BEGIN RECORDS
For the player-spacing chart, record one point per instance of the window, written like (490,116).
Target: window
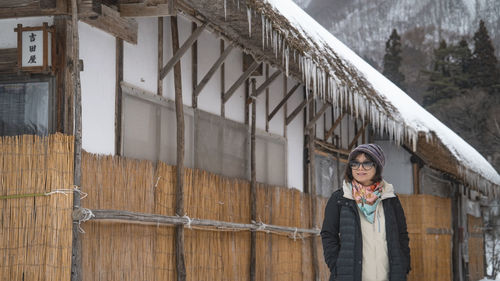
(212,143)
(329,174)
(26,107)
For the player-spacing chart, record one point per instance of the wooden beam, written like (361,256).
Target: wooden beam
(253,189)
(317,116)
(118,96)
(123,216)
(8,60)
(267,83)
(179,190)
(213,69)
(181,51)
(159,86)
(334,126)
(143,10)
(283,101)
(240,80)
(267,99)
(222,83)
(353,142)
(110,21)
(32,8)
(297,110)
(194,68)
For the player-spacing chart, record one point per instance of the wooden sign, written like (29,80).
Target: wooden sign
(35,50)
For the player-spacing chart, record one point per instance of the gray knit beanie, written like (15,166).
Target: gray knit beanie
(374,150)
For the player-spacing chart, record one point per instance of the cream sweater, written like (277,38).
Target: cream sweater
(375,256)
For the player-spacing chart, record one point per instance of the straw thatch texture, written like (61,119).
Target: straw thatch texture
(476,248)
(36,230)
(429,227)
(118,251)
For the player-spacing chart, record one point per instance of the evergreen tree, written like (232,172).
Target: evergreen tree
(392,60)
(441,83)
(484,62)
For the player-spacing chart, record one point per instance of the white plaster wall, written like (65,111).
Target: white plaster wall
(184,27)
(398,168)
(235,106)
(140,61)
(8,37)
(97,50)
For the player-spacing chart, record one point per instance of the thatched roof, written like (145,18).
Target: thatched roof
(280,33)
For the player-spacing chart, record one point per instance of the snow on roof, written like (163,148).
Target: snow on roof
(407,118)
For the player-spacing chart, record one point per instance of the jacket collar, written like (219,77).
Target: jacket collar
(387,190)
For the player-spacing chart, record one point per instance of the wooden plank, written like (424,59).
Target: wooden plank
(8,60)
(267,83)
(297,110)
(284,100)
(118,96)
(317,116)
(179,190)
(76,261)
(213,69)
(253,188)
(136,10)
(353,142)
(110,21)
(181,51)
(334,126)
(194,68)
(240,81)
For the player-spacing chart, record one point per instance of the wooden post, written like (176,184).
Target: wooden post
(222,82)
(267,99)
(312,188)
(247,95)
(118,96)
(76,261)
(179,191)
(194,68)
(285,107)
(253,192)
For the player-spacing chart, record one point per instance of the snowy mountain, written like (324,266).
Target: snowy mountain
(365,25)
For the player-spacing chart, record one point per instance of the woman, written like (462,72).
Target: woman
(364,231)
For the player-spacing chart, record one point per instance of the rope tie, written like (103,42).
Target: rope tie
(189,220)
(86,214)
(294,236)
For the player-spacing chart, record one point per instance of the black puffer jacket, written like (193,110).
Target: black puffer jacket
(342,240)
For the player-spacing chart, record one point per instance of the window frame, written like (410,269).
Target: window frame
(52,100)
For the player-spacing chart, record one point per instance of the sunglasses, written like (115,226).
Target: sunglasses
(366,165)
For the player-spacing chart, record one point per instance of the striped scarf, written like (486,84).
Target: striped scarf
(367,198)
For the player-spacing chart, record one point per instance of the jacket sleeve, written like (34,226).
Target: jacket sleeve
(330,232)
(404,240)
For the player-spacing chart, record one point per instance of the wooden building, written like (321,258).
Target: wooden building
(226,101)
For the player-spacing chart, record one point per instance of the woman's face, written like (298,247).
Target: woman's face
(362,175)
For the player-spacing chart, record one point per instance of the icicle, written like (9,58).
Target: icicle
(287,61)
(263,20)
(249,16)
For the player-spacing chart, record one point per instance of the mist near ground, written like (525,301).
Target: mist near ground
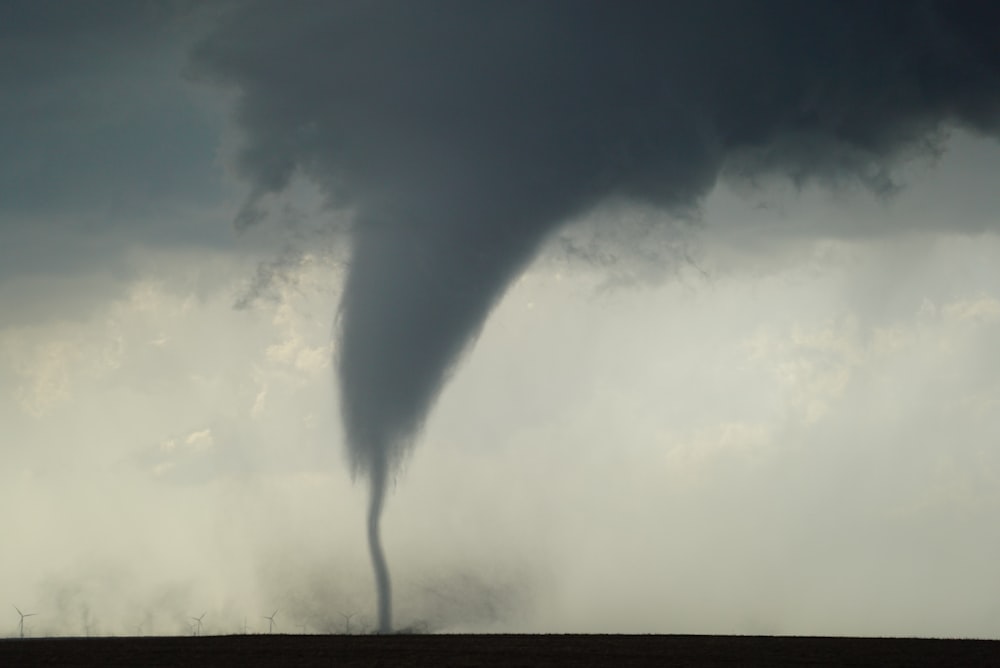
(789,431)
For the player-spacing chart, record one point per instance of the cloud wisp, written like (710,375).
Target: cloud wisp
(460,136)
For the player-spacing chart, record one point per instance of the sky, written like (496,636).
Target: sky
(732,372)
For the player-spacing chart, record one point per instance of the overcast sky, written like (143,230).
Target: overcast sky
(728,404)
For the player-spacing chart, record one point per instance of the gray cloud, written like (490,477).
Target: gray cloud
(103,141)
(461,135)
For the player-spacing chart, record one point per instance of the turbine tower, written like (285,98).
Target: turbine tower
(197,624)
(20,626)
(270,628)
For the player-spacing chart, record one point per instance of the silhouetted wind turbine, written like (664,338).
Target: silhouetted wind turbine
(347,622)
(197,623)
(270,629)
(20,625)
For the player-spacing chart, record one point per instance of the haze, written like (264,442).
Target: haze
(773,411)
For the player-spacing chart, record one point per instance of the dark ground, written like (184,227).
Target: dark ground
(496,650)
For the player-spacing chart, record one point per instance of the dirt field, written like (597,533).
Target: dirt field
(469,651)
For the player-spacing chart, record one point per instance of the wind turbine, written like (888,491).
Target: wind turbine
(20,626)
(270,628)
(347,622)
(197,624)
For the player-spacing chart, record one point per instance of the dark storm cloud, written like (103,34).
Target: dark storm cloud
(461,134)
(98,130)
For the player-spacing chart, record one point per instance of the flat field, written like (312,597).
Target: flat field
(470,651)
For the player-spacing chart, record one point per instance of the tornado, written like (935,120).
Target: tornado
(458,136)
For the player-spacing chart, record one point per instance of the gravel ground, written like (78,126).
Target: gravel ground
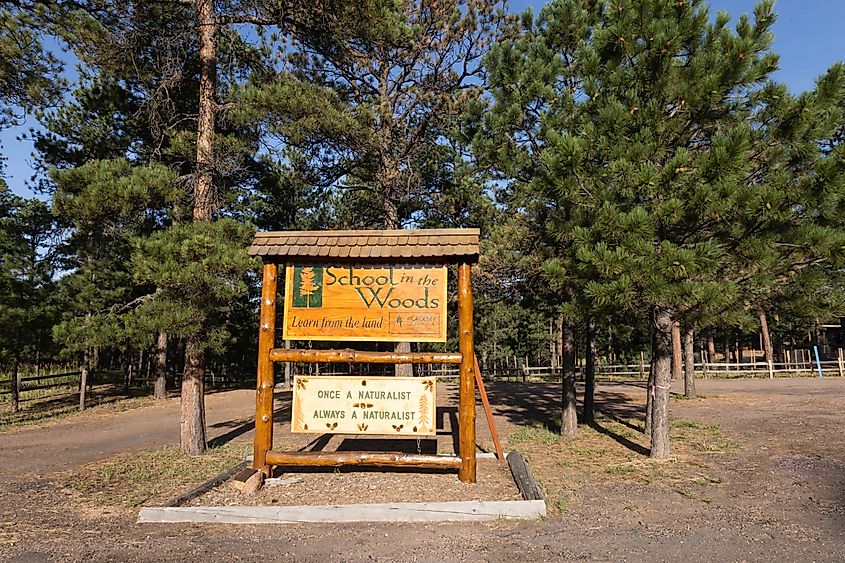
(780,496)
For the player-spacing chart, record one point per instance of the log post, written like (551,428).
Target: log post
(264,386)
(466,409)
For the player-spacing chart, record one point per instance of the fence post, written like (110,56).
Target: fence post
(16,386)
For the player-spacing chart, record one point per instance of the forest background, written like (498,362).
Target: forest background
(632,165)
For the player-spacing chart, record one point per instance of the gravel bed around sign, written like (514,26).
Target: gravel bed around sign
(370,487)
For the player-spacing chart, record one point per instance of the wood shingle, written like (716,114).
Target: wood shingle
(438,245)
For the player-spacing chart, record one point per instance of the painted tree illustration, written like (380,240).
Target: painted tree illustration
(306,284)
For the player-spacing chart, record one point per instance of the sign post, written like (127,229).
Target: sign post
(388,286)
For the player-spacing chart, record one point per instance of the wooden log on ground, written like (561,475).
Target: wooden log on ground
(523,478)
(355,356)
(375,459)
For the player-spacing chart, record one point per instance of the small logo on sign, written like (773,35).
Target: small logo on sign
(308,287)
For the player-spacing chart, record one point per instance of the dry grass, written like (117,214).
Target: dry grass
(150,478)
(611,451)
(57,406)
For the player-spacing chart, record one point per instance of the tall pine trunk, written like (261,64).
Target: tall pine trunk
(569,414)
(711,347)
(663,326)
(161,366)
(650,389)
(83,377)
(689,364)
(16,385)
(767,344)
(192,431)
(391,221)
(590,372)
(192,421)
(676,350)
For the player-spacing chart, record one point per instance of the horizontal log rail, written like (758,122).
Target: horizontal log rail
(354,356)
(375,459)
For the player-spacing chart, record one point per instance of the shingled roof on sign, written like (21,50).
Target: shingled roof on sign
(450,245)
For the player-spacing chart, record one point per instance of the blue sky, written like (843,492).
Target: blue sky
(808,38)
END RECORDS
BEGIN RECORDS
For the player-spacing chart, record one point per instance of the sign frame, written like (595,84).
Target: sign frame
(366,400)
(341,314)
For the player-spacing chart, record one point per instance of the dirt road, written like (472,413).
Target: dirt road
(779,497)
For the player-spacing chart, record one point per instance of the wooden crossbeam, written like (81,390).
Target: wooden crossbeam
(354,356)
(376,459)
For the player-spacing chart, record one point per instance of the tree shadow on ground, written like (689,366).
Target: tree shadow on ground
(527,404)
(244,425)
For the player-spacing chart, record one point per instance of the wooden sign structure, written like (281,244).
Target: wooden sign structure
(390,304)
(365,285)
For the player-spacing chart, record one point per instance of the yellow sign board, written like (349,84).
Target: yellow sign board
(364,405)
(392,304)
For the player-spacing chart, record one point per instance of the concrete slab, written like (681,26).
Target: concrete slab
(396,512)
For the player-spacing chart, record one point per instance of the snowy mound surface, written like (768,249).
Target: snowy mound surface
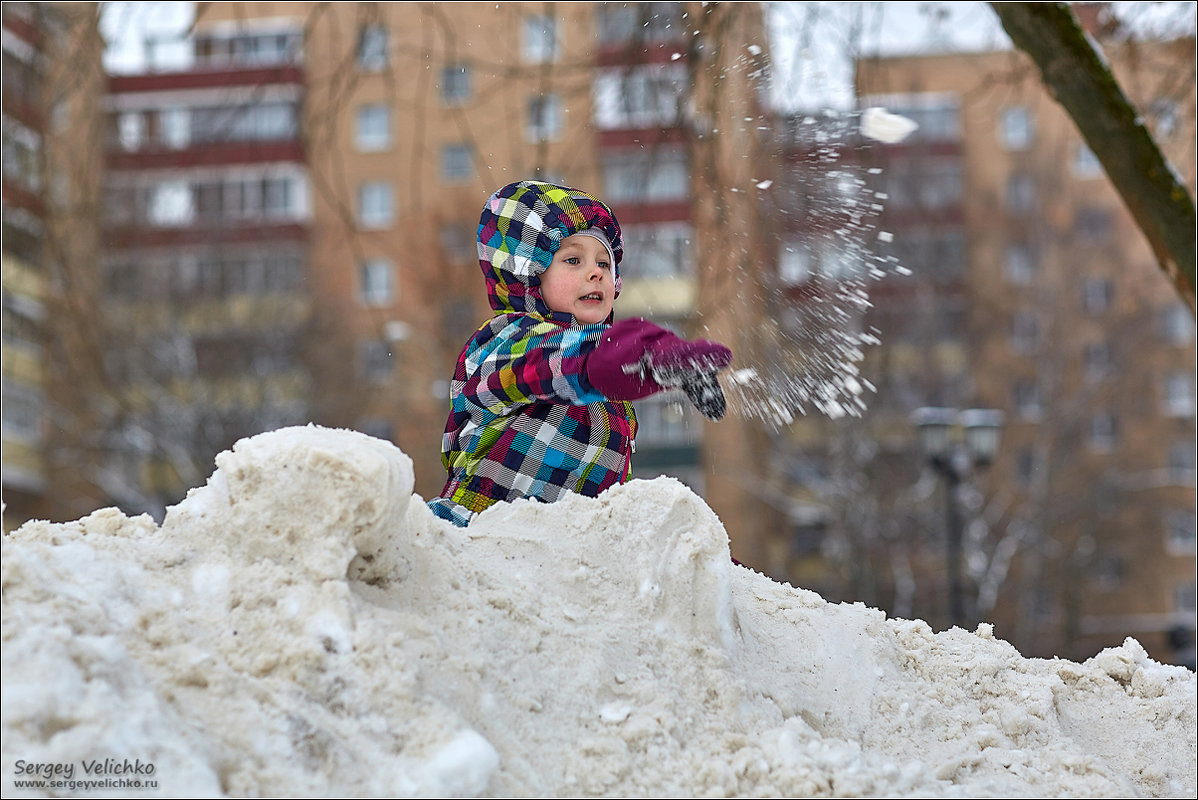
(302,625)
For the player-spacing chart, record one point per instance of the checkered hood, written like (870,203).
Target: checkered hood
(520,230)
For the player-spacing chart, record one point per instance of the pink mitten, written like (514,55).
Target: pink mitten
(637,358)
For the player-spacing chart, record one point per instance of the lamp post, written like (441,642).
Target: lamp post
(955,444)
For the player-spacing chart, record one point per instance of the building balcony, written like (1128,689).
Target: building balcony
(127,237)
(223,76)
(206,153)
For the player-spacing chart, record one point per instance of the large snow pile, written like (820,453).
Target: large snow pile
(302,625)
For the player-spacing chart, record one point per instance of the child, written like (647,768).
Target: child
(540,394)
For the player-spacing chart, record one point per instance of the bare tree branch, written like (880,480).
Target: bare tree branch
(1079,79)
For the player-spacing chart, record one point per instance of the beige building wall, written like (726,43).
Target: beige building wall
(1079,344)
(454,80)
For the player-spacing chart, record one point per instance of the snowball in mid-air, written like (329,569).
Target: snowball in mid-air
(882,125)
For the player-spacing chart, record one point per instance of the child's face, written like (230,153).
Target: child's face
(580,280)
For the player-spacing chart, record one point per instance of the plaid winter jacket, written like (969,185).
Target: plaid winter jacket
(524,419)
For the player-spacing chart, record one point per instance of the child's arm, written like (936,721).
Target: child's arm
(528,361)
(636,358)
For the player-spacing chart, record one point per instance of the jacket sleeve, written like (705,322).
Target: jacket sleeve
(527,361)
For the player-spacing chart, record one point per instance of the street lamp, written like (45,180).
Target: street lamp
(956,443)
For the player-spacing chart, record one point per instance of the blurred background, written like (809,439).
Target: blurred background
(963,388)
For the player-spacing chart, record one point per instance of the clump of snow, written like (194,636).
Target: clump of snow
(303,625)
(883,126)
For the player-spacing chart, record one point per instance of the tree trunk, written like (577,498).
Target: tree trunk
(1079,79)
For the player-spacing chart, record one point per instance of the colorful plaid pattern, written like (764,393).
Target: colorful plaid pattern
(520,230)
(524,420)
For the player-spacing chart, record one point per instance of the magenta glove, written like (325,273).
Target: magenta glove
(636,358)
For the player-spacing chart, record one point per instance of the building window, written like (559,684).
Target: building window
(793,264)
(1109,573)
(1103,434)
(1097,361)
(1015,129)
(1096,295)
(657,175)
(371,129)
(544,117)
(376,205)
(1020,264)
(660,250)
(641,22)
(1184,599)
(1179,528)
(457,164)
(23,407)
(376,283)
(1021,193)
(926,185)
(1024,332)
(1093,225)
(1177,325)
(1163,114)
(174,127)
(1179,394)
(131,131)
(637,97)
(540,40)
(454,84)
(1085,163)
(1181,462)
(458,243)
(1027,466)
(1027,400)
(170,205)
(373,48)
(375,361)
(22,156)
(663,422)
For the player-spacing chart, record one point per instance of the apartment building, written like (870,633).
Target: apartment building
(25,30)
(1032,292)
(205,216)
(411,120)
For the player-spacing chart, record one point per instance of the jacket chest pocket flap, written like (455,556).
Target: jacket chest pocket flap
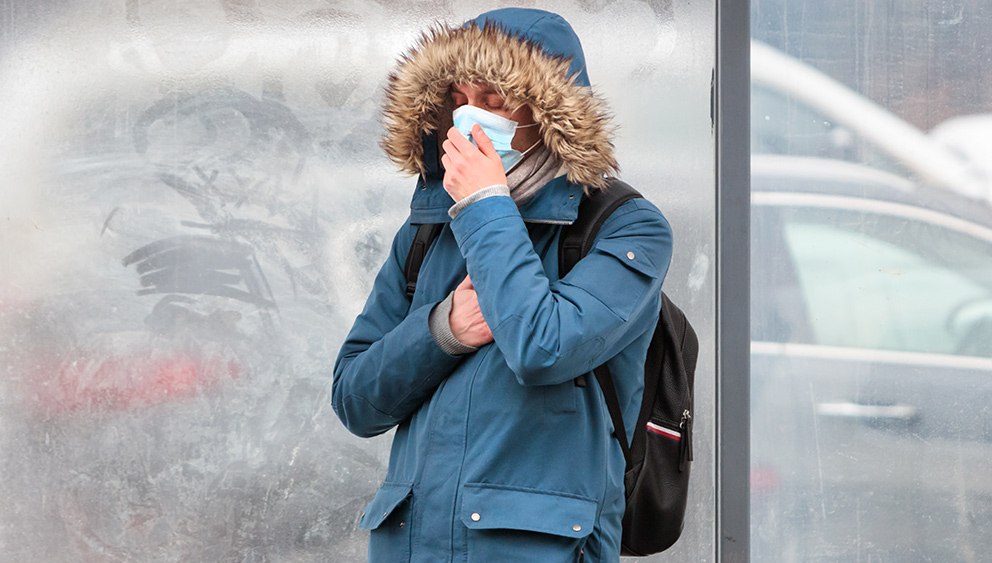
END RECORDS
WRITTEN INSTRUCTION
Count the lines of the material above that contain the string "road", treating uppercase and lowercase as different. How many are there? Reply with the number only.

COMPLETE RESPONSE
2